- Brief a
Count how many lines of the rows below contain the word "flower", treating uppercase and lowercase as different, and give only the number.

Docker in action book summary

Docker in action book summary

This is my first try to summarize a book, I choose this book as I found it very insightful and interesting to people out there in the industry, people who are using Docker to containerize their applications, I myself have used docker but with all the blogs and stories from wonderful people on the internet that helped me a lot to start using it, I didn't feel that I fully grasp the whole functionality of this docker thing. This book helped me a lot to dive deep into docker's aspect and exposed me to different use cases

Ch 5

This chapter is mainly about the networking functionality of docker containers on the network communicate with each other, So let's start with an introduction about the networking!

You can think of the network interface as a mailbox with an address called "IP Address". A computer always has 2 interfaces, the ethernet interface that you will probably be most familiar with which is responsible for the connection with other interfaces and processes and the loopback interface which is responsible for the communications between programs on the same computer. We can't miss Ports either sender or recipient which is just a number part of the transmission control protocol(TCP) or user datagram protocol(UDP).

Docker container networking

A container attached to a docker network will get a unique IP address that is reachable by any container on the same network.

- Record list
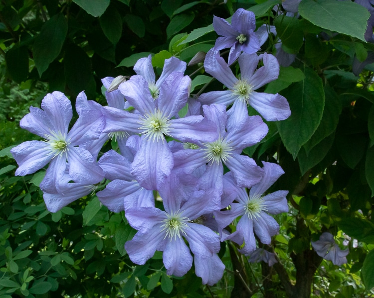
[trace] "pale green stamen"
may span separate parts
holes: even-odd
[[[143,131],[141,132],[147,136],[149,139],[159,141],[160,139],[164,142],[164,135],[169,135],[170,123],[169,119],[163,115],[160,110],[155,110],[153,113],[146,114],[140,119],[142,124],[139,128]]]
[[[229,146],[226,139],[222,138],[219,138],[212,143],[205,144],[205,148],[202,150],[205,152],[205,158],[208,162],[211,160],[217,163],[221,161],[225,162],[232,151],[232,148]]]
[[[244,34],[240,34],[236,36],[236,39],[239,41],[239,43],[243,44],[247,41],[247,36]]]
[[[250,197],[244,206],[245,214],[250,219],[257,219],[262,211],[267,211],[264,203],[265,201],[262,197]]]
[[[190,220],[187,217],[182,216],[179,212],[167,213],[167,218],[163,220],[164,223],[161,226],[161,231],[165,231],[166,234],[164,239],[167,237],[170,241],[176,240],[177,237],[181,239],[181,234],[186,235],[186,230],[189,228],[186,223]]]

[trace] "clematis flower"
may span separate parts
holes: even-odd
[[[272,266],[275,263],[278,263],[275,253],[260,248],[251,253],[248,260],[249,263],[259,263],[261,261],[267,263],[269,266]]]
[[[349,253],[349,250],[341,249],[331,233],[323,233],[319,240],[312,241],[312,246],[320,257],[331,261],[334,265],[341,265],[347,263],[346,257]]]
[[[135,75],[122,83],[119,89],[139,114],[105,107],[104,132],[122,131],[143,135],[139,150],[134,158],[131,173],[140,185],[158,189],[171,172],[173,154],[165,138],[172,136],[182,142],[200,143],[216,139],[214,123],[202,116],[173,118],[187,101],[190,79],[180,72],[172,73],[160,86],[154,99],[148,83]]]
[[[103,171],[89,151],[76,147],[97,139],[104,125],[101,113],[87,109],[77,101],[79,118],[68,132],[73,116],[70,101],[57,91],[42,100],[42,109],[32,106],[21,120],[21,127],[45,139],[24,142],[10,152],[18,164],[16,176],[32,174],[48,163],[49,167],[40,183],[40,189],[49,194],[61,193],[58,183],[64,175],[66,161],[69,175],[76,182],[94,184],[101,181]]]
[[[194,255],[196,275],[202,279],[203,284],[213,285],[222,278],[224,269],[216,255],[220,249],[219,238],[195,220],[217,210],[219,201],[209,195],[213,190],[191,192],[188,199],[183,201],[175,195],[178,184],[177,176],[172,175],[160,187],[165,211],[154,207],[126,210],[129,224],[138,231],[125,243],[125,248],[131,261],[138,265],[144,264],[156,250],[164,252],[167,274],[176,276],[183,276],[191,268],[190,250]]]
[[[284,172],[276,164],[262,163],[264,176],[259,183],[251,188],[249,196],[245,189],[236,185],[231,173],[224,175],[224,194],[231,194],[230,198],[234,198],[237,202],[231,203],[230,210],[213,212],[219,228],[221,241],[231,239],[240,245],[244,243],[239,251],[245,255],[256,248],[255,233],[262,243],[270,244],[271,237],[278,232],[279,225],[267,213],[275,214],[288,211],[286,199],[287,191],[264,195]],[[241,217],[235,232],[231,234],[223,232],[224,228],[239,216]]]
[[[221,35],[215,41],[214,50],[230,48],[229,65],[236,60],[242,52],[253,54],[260,49],[260,42],[254,32],[256,18],[252,11],[239,8],[232,15],[231,24],[214,16],[213,27]]]
[[[264,66],[255,71],[261,59]],[[229,90],[212,91],[201,94],[198,100],[203,104],[221,103],[226,106],[232,103],[228,111],[230,116],[243,117],[247,115],[247,105],[257,110],[267,121],[287,119],[291,115],[287,99],[277,94],[256,92],[265,84],[278,78],[279,64],[272,55],[264,53],[243,53],[239,57],[241,77],[236,78],[217,52],[210,50],[204,62],[205,71],[224,84]]]

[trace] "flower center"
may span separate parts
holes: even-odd
[[[159,95],[160,95],[160,90],[159,90],[159,89],[156,86],[156,84],[154,83],[151,83],[148,84],[148,88],[151,92],[151,95],[152,96],[152,98],[154,99],[157,99],[157,98],[159,97]]]
[[[165,231],[165,237],[170,241],[175,240],[178,237],[181,239],[181,234],[186,234],[186,230],[189,228],[186,222],[190,221],[187,217],[182,216],[179,211],[171,214],[167,213],[167,218],[163,220],[163,224],[161,226],[161,231]]]
[[[248,103],[249,97],[253,91],[253,86],[247,81],[239,80],[235,84],[232,90],[233,94],[239,98],[239,100]]]
[[[142,126],[139,128],[143,130],[141,133],[147,136],[149,139],[152,138],[154,142],[155,140],[158,141],[161,139],[164,142],[163,136],[169,135],[170,123],[169,119],[164,116],[161,111],[155,110],[152,114],[146,114],[140,120]]]
[[[244,211],[249,219],[257,219],[261,211],[267,210],[264,202],[262,197],[248,197],[248,202],[244,205]]]
[[[50,133],[50,135],[45,135],[45,141],[49,144],[50,154],[53,154],[53,157],[60,154],[66,155],[70,144],[70,142],[66,140],[66,136],[59,131],[51,131]]]
[[[239,41],[239,43],[243,44],[247,41],[247,36],[244,34],[240,34],[240,35],[236,36],[236,39]]]
[[[211,160],[217,163],[221,161],[225,162],[232,151],[232,148],[229,145],[226,139],[222,138],[212,143],[205,144],[205,148],[202,150],[205,152],[205,156],[208,162]]]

- Brief b
Set down the part of the Docker book summary above starting with "Docker container networking" and going on through "the same network.", copying it word for word.

- Correct output a
2

- Correct output b
Docker container networking

A container attached to a docker network will get a unique IP address that is reachable by any container on the same network.